*** Exercise inputs Section Begins ***
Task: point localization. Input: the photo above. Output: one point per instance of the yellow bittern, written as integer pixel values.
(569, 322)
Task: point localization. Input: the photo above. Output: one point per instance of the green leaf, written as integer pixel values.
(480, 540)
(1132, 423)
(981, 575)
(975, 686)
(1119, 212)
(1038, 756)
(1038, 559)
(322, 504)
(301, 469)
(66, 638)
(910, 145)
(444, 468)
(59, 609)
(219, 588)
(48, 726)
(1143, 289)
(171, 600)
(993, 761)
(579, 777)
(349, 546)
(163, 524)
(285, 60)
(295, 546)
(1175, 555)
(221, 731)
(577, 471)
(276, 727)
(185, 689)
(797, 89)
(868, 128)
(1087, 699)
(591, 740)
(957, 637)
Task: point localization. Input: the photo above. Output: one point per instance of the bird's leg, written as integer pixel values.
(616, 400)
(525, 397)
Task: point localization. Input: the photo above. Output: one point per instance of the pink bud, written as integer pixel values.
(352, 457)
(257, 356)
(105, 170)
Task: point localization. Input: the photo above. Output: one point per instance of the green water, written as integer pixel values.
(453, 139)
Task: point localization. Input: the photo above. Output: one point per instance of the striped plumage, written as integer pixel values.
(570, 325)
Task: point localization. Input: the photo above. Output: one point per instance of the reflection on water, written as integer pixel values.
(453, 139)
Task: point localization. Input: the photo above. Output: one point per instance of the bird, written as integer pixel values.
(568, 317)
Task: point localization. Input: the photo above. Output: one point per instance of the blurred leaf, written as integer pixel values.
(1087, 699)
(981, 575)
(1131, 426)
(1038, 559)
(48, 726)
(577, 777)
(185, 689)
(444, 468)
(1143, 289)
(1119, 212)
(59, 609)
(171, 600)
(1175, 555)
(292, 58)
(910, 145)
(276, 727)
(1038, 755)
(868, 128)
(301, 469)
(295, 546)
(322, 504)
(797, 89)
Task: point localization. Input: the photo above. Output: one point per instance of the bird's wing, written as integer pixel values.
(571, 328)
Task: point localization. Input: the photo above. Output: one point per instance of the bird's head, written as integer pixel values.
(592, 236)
*** Exercise inputs Section Ends ***
*How to complete this task*: Repeat the material word for word, in full.

*Reply*:
Task: point localization. Input: the photo above. Output: one point per instance of the yellow bittern, written as integer pixel values.
(569, 322)
Task: point localization. Input: the photo above. Output: one point per instance of the green leaf, written as integer pixel values.
(480, 540)
(1132, 423)
(981, 575)
(975, 686)
(1119, 212)
(1038, 756)
(1038, 559)
(322, 504)
(301, 469)
(66, 638)
(910, 145)
(444, 468)
(59, 609)
(219, 588)
(48, 726)
(1143, 289)
(171, 600)
(993, 761)
(579, 777)
(349, 546)
(163, 524)
(285, 60)
(295, 546)
(1175, 555)
(221, 731)
(577, 471)
(276, 727)
(185, 689)
(797, 89)
(868, 128)
(1087, 699)
(591, 740)
(957, 637)
Task: point localization. Input: the photo above. Output: one point per instance of the bird's leg, written as integer pixel values.
(616, 400)
(525, 397)
Task: point localization. Input: the photo above. Output: one point per instance of the pink bud, written as integer pixel values.
(352, 457)
(257, 356)
(105, 170)
Task: point localization. Input: the photo above. Output: one point per instance of the green water, written as integer pixel values.
(453, 139)
Task: point localization. Input: the photo above. Output: one point per instance of the striped plumage, written as integer pixel values.
(570, 325)
Task: point localization. Input: the photo above. Output: one point per instance of the reflection on water, written as integer pixel values.
(453, 139)
Task: point localization. Input: the photo above. Output: one point per instance of the bird, written as integer pixel values.
(568, 317)
Task: point localization. Input: the photo above. Output: one point per instance of the blurred leaf, written as integer pixel values.
(1087, 699)
(981, 575)
(1131, 426)
(1038, 559)
(48, 726)
(577, 777)
(185, 689)
(444, 468)
(1143, 289)
(1119, 212)
(59, 609)
(171, 600)
(1175, 555)
(292, 58)
(910, 145)
(276, 727)
(1038, 755)
(868, 128)
(301, 469)
(295, 546)
(322, 504)
(797, 89)
Task: point localization. Input: the photo above. Output: one point per instance of the bird's wing, written as integer pixel values.
(571, 328)
Task: point localization. Input: the photo above. Output: one point per instance of the bird's head, written as integer pixel values.
(592, 236)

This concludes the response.